Record excerpts
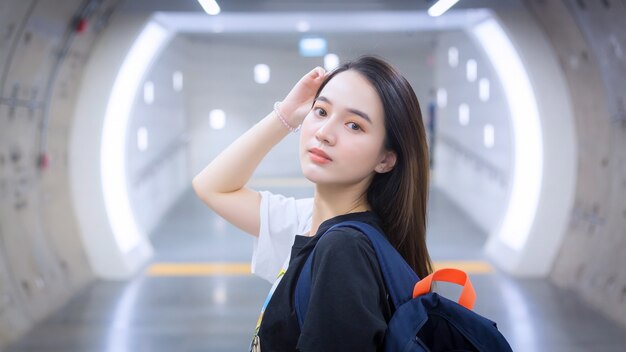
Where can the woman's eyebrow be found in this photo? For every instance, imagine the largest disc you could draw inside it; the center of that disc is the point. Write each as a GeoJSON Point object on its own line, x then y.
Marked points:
{"type": "Point", "coordinates": [353, 111]}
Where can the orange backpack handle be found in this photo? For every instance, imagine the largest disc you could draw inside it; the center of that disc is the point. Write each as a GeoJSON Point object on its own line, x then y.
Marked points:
{"type": "Point", "coordinates": [455, 276]}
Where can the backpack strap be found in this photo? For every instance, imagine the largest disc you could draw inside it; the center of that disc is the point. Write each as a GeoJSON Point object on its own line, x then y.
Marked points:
{"type": "Point", "coordinates": [399, 277]}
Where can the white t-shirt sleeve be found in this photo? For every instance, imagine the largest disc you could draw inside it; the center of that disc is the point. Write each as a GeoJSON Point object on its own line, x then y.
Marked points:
{"type": "Point", "coordinates": [281, 219]}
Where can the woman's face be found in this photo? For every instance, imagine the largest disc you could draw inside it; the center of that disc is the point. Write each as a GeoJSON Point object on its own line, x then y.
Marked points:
{"type": "Point", "coordinates": [341, 142]}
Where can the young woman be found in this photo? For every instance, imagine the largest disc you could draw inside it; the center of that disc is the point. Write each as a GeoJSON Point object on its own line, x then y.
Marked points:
{"type": "Point", "coordinates": [363, 145]}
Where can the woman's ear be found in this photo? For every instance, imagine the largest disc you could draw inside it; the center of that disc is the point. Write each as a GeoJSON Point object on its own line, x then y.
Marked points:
{"type": "Point", "coordinates": [387, 163]}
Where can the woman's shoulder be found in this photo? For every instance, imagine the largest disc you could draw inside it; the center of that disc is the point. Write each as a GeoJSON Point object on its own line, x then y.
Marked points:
{"type": "Point", "coordinates": [345, 240]}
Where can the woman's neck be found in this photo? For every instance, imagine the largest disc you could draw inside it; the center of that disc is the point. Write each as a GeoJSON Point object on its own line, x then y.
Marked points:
{"type": "Point", "coordinates": [330, 202]}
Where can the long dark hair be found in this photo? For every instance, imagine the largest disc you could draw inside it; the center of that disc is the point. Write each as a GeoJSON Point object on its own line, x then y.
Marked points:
{"type": "Point", "coordinates": [399, 197]}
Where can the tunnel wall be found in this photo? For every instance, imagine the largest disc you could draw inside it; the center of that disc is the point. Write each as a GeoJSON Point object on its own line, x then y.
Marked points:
{"type": "Point", "coordinates": [159, 174]}
{"type": "Point", "coordinates": [226, 56]}
{"type": "Point", "coordinates": [463, 165]}
{"type": "Point", "coordinates": [42, 260]}
{"type": "Point", "coordinates": [590, 45]}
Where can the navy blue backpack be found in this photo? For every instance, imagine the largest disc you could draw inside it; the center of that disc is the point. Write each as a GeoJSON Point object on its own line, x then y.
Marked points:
{"type": "Point", "coordinates": [423, 320]}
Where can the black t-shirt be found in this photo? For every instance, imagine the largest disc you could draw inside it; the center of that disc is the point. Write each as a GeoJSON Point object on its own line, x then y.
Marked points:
{"type": "Point", "coordinates": [348, 309]}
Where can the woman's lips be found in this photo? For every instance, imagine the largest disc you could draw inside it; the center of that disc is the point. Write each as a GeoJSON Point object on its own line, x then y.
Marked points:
{"type": "Point", "coordinates": [318, 156]}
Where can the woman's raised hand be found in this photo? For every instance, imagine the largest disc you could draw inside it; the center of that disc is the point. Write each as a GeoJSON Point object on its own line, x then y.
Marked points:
{"type": "Point", "coordinates": [298, 102]}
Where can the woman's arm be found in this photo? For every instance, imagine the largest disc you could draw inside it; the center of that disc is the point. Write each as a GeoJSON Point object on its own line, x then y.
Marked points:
{"type": "Point", "coordinates": [221, 184]}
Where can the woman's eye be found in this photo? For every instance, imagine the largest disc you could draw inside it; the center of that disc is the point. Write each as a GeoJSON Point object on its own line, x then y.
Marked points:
{"type": "Point", "coordinates": [354, 126]}
{"type": "Point", "coordinates": [320, 112]}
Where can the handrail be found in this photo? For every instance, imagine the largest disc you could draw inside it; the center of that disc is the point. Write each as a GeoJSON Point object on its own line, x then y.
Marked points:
{"type": "Point", "coordinates": [478, 160]}
{"type": "Point", "coordinates": [179, 142]}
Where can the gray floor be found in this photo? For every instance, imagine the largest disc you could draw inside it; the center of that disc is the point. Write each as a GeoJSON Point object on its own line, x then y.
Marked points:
{"type": "Point", "coordinates": [218, 313]}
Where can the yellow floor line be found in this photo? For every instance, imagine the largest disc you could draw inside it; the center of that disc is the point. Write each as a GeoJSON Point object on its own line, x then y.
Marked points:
{"type": "Point", "coordinates": [234, 269]}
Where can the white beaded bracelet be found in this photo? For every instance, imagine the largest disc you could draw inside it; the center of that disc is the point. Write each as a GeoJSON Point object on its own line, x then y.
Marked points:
{"type": "Point", "coordinates": [282, 119]}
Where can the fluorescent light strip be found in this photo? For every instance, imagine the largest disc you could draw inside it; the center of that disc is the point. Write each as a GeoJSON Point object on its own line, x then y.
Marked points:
{"type": "Point", "coordinates": [210, 6]}
{"type": "Point", "coordinates": [440, 7]}
{"type": "Point", "coordinates": [528, 147]}
{"type": "Point", "coordinates": [113, 149]}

Problem requirements
Give back the entire listing verbatim, without the pictures.

Answer below
Where can the woman's eyebrow be found in this photo? For every instance, imagine the largest disc you could draw inside it; the center of that disc is the point. Write each as a GeoJSON Point object on its own line, x then y.
Marked points:
{"type": "Point", "coordinates": [353, 111]}
Where can the orange backpack handle be found in this photo? For every instance, imagine the largest disc you could draw inside it; the center of that disc is the point. Write each as a GeoJSON Point object on its own line, x then y.
Marked points:
{"type": "Point", "coordinates": [455, 276]}
Where can the backpack strap be found in this photo? For every instance, imagine the largest disc you could draw inside it; the center of that disc is the point. Write each as a GeoJSON Point object on its own line, x then y.
Marked points:
{"type": "Point", "coordinates": [399, 277]}
Where can the white t-shirt sleeve be found in this photo? For every instance, imagine the largest disc you could draw inside it; the center of that disc is the point. Write each as a GeoJSON Point object on its own line, x then y.
Marked points:
{"type": "Point", "coordinates": [281, 219]}
Where can the woman's face be found in this photo? For every instance, imagine the largest disc you could draw inside it; the center of that disc is the point. Write each as a GeoJSON Point object on its own line, x then y.
Marked points:
{"type": "Point", "coordinates": [341, 142]}
Where can the young woman be found in this photo? For every instance, imagine the largest disc you could draw inside it; the center of that disc is the point. Write each as a GeoJSON Point object on its own line, x then y.
Marked points:
{"type": "Point", "coordinates": [363, 145]}
Where can the woman's ear be found in this photo? For every instance, imagine the largest disc you could draw inside it; the center of that disc is the point. Write each as a GeoJSON Point object on its own line, x then y.
Marked points:
{"type": "Point", "coordinates": [387, 163]}
Where can the woman's shoulder be found in this photo? For every instance, imagine the largest disc you could draw inside it; the center of that disc is the point. Write each as a GeoJSON Point object on its own line, x then y.
Marked points:
{"type": "Point", "coordinates": [345, 240]}
Where can the woman's neck be found in this photo? For every instance, imagine the largest disc you could draw inside it; the center of that disc is the point. Write each as a GeoJSON Point object on its own line, x then y.
Marked points:
{"type": "Point", "coordinates": [330, 202]}
Where can the long dark hair be found in this photo? For every instance, imagine the largest disc you could draw inside it; the center of that disc is the point. Write each as a GeoJSON Point object on its own line, x then y.
Marked points:
{"type": "Point", "coordinates": [399, 197]}
Where can the tunnel wall be found in this photo? For every instance, imagine the largest disc you could draw inside it; the center of that disc is the point. Write each as a GeoJSON Point object on its own line, x then y.
Marked points:
{"type": "Point", "coordinates": [159, 174]}
{"type": "Point", "coordinates": [226, 56]}
{"type": "Point", "coordinates": [463, 165]}
{"type": "Point", "coordinates": [42, 260]}
{"type": "Point", "coordinates": [590, 45]}
Where can the navy blue backpack be found in this photo? For every instance, imagine the largest disc you could draw inside it; the center of that disc is the point. Write each as a GeoJSON Point object on its own line, x then y.
Marked points:
{"type": "Point", "coordinates": [423, 320]}
Where can the black t-shirt be found in this photo? For every instance, imagine the largest disc you could draw inside it; the center of that disc is the point. Write each as a GeoJSON Point object on its own line, x then y.
Marked points:
{"type": "Point", "coordinates": [348, 309]}
Where can the woman's lips be found in this photo? For every instance, imagine the largest disc you could draw inside it; the center of that disc is the point. Write each as a GeoJSON Point object on its own line, x then y.
Marked points:
{"type": "Point", "coordinates": [318, 156]}
Where can the woman's raised hand be found in this photo? For every instance, imagine the largest disc you could draw inside it; the center of that disc is the point. Write each as a GeoJSON Point object on its own line, x then y.
Marked points:
{"type": "Point", "coordinates": [298, 102]}
Where can the woman's arm be found in this photo? For every instance, imagine the largest disc you could draw inside it; the center of that disc is the point. Write each as a GeoJSON Point object on its own line, x then y.
Marked points:
{"type": "Point", "coordinates": [221, 184]}
Where can the woman's eye be found in this photo? For every instance, imagine the largest disc you could draw inside it; the center of that disc is the point. Write each as a GeoJSON Point object on its own line, x then y.
Marked points:
{"type": "Point", "coordinates": [354, 126]}
{"type": "Point", "coordinates": [320, 112]}
Where can the handrail be found in this photo? For every instance, imagine the largest disc you could draw inside it; the center of that disc is the point. Write each as a GeoJSON Point object on its own line, x then y.
Marked points:
{"type": "Point", "coordinates": [478, 160]}
{"type": "Point", "coordinates": [179, 142]}
Where can the gray floor be found in this photo? For every instance, imagine the largest disc you could draw inside it; the center of that disc is the point. Write each as a GeoJSON Point object on its own line, x then y.
Marked points:
{"type": "Point", "coordinates": [218, 313]}
Where can the yellow floor line be found in this photo? For every instance, imagine the largest disc you could draw inside it; the center of that disc is the point. Write each as a GeoJSON Point object on its own line, x then y.
Marked points:
{"type": "Point", "coordinates": [234, 269]}
Where can the white beaded bracelet be found in this photo? For every instance, imagine the largest disc you could draw inside it; the center of that disc is the point. Write each as a GeoJSON Point object on its own line, x then y.
Marked points:
{"type": "Point", "coordinates": [282, 119]}
Where can the fluorescent light strip be found in this photo? For every instance, imagine the largest disc you could draw inside it; the center of that disc is the point. Write each as a GeoJSON Point object on its own line, x then y.
Marked points:
{"type": "Point", "coordinates": [210, 6]}
{"type": "Point", "coordinates": [440, 7]}
{"type": "Point", "coordinates": [528, 147]}
{"type": "Point", "coordinates": [113, 149]}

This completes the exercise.